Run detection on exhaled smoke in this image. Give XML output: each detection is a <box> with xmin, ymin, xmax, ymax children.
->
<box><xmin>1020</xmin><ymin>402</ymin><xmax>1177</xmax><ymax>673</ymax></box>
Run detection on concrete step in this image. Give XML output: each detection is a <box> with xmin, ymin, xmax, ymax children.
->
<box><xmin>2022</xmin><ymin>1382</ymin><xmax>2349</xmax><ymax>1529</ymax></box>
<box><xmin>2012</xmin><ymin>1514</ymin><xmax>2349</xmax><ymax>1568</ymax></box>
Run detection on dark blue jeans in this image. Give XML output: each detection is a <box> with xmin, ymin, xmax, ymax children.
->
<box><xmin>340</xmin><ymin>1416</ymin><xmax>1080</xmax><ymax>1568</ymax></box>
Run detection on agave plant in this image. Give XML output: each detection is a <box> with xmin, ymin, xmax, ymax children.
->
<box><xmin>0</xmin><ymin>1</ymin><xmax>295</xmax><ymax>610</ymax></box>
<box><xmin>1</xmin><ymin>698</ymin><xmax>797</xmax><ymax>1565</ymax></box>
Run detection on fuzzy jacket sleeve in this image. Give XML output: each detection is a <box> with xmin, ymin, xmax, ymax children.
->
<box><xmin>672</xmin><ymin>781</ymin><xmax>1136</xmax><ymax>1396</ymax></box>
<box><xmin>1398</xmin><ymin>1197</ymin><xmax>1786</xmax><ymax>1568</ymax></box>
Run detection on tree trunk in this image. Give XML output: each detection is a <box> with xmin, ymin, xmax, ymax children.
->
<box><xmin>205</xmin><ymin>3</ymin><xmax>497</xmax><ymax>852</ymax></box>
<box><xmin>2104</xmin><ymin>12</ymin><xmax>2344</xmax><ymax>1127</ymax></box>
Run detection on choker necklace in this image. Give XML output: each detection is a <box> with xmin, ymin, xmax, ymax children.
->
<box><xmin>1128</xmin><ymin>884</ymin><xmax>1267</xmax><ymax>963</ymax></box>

****

→ **What is needed**
From the entries above, return exactly the line containing "Run detection on fuzzy", the line containing "Run detection on choker", and all lines between, and nothing else.

→ **Answer to the exercise**
Run detection on fuzzy jacket sleeve in this image. Give XML output: each detection is a <box> with xmin, ymin, xmax, ymax children.
->
<box><xmin>672</xmin><ymin>781</ymin><xmax>1136</xmax><ymax>1396</ymax></box>
<box><xmin>1398</xmin><ymin>1197</ymin><xmax>1786</xmax><ymax>1568</ymax></box>
Run detection on tree trunk in this image. Give XML output: each detection is a <box> with xmin, ymin, xmax, ymax children.
->
<box><xmin>205</xmin><ymin>3</ymin><xmax>497</xmax><ymax>852</ymax></box>
<box><xmin>2104</xmin><ymin>12</ymin><xmax>2344</xmax><ymax>1127</ymax></box>
Run detection on choker necklace in this image. Give XML output: each detection is a <box> with xmin, ymin, xmax, ymax children.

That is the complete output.